Copy verbatim the block of lines in the entries below whose first line contains "Task: indicate the metal shelf" and whose last line contains "Task: indicate the stainless steel countertop". Leave out all other lines.
----- Source information -----
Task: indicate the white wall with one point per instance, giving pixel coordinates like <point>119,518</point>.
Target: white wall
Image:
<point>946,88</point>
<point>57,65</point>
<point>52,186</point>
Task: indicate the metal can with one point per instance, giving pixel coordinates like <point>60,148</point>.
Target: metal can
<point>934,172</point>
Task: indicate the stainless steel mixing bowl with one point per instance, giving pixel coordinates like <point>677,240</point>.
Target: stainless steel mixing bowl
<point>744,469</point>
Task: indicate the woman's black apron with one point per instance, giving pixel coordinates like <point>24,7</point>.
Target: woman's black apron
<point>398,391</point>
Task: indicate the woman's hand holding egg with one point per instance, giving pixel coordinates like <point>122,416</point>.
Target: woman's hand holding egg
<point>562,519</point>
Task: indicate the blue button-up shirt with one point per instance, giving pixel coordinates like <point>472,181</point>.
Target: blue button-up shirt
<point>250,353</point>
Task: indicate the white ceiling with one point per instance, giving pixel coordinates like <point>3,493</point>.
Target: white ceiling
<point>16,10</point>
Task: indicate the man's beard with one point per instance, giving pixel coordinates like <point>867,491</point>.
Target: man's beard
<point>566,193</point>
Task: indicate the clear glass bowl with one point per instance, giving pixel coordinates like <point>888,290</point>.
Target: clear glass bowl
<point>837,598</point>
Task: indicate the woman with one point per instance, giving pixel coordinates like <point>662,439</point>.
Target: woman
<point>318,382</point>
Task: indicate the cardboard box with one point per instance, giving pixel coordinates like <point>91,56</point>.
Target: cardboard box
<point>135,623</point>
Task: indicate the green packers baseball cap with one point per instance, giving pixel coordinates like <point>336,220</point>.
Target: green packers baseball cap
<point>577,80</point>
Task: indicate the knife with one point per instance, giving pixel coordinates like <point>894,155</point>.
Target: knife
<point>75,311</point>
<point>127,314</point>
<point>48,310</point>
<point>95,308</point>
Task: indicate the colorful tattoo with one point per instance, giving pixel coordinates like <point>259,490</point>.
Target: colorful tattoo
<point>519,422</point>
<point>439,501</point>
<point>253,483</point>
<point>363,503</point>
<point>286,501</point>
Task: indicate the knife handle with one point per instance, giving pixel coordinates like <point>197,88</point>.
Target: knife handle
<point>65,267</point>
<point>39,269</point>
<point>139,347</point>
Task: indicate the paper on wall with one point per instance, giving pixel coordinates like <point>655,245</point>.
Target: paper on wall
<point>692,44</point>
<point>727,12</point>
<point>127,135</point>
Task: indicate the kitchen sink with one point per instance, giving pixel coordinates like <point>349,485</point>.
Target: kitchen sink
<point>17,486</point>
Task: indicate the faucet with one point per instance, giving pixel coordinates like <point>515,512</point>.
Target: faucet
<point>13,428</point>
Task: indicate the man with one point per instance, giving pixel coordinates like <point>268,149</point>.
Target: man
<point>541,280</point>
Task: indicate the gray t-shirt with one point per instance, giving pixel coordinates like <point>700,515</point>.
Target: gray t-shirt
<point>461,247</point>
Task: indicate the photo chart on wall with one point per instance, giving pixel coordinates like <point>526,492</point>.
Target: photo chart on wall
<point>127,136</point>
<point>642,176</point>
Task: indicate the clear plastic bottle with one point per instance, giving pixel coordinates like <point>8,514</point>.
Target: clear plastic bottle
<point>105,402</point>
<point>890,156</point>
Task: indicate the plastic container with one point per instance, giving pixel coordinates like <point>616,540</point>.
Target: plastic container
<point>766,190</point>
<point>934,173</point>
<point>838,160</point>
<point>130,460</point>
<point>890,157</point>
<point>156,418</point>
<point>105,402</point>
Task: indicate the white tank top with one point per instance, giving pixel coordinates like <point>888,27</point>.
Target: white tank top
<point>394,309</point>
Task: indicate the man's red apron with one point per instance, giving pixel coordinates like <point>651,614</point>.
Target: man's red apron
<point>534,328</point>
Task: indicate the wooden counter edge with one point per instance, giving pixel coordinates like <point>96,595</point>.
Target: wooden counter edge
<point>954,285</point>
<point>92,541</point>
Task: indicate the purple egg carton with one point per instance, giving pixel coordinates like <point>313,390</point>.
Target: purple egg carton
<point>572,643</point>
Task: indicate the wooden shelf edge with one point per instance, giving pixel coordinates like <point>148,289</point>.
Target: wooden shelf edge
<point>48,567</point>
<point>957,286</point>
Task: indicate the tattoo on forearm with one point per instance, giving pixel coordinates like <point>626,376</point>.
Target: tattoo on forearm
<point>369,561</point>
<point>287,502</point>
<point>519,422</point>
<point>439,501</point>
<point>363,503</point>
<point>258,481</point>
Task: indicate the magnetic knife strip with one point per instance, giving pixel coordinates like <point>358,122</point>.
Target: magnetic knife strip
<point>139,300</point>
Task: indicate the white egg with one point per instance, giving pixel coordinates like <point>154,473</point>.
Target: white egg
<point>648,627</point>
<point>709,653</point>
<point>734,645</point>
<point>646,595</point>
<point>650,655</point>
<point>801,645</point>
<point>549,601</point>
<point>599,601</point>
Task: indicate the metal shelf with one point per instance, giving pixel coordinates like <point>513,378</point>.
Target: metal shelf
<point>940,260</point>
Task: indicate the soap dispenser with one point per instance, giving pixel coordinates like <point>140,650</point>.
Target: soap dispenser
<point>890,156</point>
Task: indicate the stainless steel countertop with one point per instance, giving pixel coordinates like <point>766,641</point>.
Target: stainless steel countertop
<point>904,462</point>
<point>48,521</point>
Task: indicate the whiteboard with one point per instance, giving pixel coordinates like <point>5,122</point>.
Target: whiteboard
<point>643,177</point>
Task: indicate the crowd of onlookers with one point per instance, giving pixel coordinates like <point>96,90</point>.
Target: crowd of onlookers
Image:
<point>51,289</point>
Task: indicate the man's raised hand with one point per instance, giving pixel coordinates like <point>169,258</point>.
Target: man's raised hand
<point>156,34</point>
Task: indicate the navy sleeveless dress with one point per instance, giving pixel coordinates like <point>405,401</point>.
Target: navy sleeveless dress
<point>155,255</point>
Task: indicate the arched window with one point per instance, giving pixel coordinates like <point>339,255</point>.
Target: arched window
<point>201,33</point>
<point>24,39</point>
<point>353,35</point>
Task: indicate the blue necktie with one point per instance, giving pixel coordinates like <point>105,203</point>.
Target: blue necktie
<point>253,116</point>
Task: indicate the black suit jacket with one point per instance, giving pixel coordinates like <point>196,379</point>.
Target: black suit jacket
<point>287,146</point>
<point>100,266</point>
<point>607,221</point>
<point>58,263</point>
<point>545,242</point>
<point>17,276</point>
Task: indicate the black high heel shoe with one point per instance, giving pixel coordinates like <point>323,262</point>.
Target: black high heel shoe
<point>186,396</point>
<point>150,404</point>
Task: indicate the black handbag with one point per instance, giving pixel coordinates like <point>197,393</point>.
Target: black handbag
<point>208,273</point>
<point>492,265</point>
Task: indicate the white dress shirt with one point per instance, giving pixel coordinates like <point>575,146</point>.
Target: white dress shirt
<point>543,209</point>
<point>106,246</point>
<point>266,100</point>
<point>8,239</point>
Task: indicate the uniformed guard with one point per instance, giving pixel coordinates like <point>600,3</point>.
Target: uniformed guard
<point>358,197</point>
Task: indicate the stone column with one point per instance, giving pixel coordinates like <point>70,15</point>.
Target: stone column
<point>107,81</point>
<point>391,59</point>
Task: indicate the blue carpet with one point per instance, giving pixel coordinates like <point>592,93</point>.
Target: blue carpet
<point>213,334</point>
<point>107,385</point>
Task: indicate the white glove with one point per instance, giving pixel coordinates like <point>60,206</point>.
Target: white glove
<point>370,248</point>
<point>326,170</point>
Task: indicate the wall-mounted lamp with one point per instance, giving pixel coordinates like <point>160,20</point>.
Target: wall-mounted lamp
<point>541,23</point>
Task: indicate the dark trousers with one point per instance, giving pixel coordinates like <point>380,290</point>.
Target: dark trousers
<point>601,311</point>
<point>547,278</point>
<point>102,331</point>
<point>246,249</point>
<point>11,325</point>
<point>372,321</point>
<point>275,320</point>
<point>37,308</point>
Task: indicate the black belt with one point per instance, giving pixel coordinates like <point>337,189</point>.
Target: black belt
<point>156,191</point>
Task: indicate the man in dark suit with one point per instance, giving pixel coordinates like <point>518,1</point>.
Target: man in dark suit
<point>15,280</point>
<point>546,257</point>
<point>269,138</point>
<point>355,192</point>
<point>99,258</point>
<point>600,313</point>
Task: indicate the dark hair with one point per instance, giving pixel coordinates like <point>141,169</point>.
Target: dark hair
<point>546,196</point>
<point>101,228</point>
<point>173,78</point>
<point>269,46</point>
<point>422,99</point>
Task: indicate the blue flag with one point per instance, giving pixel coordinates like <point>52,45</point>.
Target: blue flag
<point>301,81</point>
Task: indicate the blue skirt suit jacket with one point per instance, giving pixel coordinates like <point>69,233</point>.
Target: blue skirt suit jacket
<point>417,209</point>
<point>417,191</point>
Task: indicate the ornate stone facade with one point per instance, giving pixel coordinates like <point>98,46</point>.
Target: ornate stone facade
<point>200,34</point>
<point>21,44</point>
-----
▶ Your solution:
Task: indicate the metal shelf with one point per instance, giving pixel coordinates like <point>513,378</point>.
Target: metal shelf
<point>940,260</point>
Task: indicate the soap dispenser with one point per instance, giving pixel coordinates like <point>140,650</point>.
Target: soap dispenser
<point>890,156</point>
Task: indicate the stainless steel countertop with one point per instance, giving pixel coordinates like <point>766,641</point>.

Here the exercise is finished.